---------- MATERIAL SUPPLIED

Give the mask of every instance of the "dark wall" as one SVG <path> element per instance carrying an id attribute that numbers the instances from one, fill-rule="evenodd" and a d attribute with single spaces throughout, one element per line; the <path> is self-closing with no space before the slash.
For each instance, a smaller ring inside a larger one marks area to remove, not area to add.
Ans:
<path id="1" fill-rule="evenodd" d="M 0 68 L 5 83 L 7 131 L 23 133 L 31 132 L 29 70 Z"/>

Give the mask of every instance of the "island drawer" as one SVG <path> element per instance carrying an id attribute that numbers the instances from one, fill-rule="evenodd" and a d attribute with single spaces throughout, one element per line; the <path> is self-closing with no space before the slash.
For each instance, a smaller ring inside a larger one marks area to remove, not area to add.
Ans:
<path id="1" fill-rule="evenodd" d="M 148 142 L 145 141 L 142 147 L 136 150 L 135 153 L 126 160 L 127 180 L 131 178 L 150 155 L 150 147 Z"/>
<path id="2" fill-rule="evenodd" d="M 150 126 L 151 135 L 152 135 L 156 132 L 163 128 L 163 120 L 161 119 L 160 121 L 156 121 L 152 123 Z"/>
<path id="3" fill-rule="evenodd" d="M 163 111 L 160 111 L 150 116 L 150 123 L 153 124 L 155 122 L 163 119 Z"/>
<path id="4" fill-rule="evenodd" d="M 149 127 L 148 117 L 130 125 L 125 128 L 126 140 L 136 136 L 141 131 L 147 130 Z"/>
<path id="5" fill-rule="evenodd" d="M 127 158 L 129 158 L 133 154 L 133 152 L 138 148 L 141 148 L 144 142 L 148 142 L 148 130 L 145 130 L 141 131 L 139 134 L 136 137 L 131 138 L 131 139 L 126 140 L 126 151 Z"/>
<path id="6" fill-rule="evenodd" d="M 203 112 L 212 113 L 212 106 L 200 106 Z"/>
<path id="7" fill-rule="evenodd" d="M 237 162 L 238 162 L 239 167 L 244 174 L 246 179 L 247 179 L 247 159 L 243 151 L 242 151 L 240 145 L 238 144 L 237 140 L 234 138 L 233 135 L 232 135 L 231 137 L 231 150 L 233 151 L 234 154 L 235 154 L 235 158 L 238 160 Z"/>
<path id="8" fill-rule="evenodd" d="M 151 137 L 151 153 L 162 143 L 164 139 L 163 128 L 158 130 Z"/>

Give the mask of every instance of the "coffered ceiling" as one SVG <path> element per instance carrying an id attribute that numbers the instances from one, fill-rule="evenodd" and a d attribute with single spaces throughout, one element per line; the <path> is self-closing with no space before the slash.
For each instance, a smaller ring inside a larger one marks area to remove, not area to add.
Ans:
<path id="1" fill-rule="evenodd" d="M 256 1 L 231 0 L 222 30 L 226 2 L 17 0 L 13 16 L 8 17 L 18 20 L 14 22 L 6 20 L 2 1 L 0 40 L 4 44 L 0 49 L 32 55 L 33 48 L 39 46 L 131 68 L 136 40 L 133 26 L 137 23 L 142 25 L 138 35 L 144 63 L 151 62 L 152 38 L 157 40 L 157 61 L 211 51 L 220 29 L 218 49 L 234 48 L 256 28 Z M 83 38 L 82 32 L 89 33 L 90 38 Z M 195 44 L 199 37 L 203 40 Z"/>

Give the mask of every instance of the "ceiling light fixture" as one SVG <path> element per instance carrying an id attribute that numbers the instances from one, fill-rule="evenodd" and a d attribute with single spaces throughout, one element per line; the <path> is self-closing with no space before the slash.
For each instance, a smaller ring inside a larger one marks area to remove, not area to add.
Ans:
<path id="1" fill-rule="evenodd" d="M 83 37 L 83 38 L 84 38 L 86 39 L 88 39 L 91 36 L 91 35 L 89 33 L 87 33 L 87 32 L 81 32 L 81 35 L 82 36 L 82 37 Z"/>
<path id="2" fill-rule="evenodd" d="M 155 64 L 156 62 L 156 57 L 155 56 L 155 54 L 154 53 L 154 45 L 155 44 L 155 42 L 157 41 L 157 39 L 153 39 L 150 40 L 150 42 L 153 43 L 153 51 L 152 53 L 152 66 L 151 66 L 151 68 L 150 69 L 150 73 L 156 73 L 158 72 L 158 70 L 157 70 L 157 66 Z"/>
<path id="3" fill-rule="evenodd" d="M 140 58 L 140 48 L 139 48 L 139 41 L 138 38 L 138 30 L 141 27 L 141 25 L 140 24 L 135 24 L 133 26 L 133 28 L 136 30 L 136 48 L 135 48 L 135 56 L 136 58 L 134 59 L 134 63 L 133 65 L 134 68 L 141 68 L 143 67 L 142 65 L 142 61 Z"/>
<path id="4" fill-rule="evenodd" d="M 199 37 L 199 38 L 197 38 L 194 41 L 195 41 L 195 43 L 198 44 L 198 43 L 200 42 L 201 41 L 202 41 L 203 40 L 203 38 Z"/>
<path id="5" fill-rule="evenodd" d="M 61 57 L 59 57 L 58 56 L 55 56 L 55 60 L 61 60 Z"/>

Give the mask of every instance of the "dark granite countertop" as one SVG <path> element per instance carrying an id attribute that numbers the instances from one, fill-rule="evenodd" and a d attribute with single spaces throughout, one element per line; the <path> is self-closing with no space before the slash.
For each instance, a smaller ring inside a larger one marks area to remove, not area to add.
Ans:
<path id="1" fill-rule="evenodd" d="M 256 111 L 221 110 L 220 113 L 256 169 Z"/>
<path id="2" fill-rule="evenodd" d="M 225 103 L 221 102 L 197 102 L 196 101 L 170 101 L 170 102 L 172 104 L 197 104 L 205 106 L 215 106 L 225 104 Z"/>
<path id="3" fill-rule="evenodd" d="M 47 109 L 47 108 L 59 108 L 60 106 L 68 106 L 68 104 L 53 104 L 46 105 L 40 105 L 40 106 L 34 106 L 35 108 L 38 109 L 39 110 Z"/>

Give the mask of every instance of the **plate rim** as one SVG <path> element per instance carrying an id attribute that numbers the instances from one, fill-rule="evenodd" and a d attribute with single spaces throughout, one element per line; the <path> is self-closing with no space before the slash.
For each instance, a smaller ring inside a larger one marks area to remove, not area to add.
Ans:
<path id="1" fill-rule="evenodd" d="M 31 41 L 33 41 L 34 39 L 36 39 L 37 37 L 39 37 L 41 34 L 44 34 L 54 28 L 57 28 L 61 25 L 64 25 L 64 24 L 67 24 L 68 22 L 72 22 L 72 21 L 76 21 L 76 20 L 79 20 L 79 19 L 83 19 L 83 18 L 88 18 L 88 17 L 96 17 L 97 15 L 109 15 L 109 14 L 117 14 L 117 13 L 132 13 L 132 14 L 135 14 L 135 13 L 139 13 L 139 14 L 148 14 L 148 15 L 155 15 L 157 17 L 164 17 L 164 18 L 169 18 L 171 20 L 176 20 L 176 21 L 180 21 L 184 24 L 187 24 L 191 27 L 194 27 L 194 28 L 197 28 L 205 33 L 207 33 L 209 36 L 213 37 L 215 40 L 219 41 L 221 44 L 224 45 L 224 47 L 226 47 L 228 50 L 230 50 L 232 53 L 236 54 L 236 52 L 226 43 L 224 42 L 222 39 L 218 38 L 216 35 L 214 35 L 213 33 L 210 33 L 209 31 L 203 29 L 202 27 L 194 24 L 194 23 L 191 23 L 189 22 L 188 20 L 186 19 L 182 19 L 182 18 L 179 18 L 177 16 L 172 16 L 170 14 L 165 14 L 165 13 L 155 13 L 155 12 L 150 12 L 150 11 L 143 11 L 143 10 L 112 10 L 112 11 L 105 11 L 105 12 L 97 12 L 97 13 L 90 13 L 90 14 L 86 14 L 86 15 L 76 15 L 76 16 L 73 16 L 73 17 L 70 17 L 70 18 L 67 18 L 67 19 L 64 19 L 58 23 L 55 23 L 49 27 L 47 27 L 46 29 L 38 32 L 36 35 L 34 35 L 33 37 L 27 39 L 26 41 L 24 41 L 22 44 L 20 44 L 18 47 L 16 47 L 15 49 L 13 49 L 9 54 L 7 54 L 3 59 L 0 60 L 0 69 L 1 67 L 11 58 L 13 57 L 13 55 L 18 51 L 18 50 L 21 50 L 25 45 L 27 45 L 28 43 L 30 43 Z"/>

--------------------

*TASK REQUIREMENTS*
Recast the rows from the first line through the line containing "151 137 L 151" as a numbered list, both ends included and blank lines omitted.

*CORRECT RESULT*
1. Give the mask of every instance of the "dark wall" as one SVG <path> element per instance carrying an id attribute that numbers the instances from one, fill-rule="evenodd" and a d attribute with single spaces throughout, one element per line; the <path> is self-closing with no space before the slash.
2. For each instance, a smaller ring inside a larger one marks area to remove, not area to add.
3. Ans:
4. <path id="1" fill-rule="evenodd" d="M 0 68 L 5 83 L 7 131 L 23 133 L 31 132 L 29 70 Z"/>
5. Give the mask of every instance of the "island drawer" as one SVG <path> element per instance carrying an id attribute that numbers the instances from one, fill-rule="evenodd" and a d attribute with single spaces throughout, one element per line; the <path> is self-closing with no space before the slash.
6. For each instance, a smaller ring inside a larger one marks area to remove, not area to add.
7. Ans:
8. <path id="1" fill-rule="evenodd" d="M 148 142 L 145 141 L 142 147 L 136 150 L 135 153 L 126 160 L 127 180 L 131 178 L 150 155 L 150 147 Z"/>
9. <path id="2" fill-rule="evenodd" d="M 150 126 L 151 135 L 152 135 L 156 132 L 163 128 L 163 120 L 161 119 L 160 121 L 156 121 L 152 123 Z"/>
10. <path id="3" fill-rule="evenodd" d="M 163 111 L 160 111 L 150 116 L 150 123 L 153 124 L 155 122 L 163 119 Z"/>
11. <path id="4" fill-rule="evenodd" d="M 149 127 L 148 117 L 130 125 L 125 128 L 126 140 L 136 136 L 141 131 L 147 130 Z"/>
12. <path id="5" fill-rule="evenodd" d="M 127 158 L 129 158 L 133 154 L 133 152 L 138 148 L 141 148 L 144 142 L 148 142 L 148 130 L 145 130 L 141 131 L 139 134 L 136 137 L 131 138 L 131 139 L 126 140 L 126 151 Z"/>
13. <path id="6" fill-rule="evenodd" d="M 203 112 L 212 113 L 212 106 L 200 106 Z"/>
14. <path id="7" fill-rule="evenodd" d="M 237 162 L 238 162 L 239 167 L 244 174 L 246 179 L 247 179 L 247 159 L 243 151 L 242 151 L 240 145 L 238 144 L 237 140 L 234 138 L 233 135 L 232 135 L 231 137 L 231 150 L 233 151 L 234 154 L 235 154 L 235 158 L 238 160 Z"/>
15. <path id="8" fill-rule="evenodd" d="M 151 137 L 151 153 L 162 143 L 164 139 L 163 128 L 158 130 Z"/>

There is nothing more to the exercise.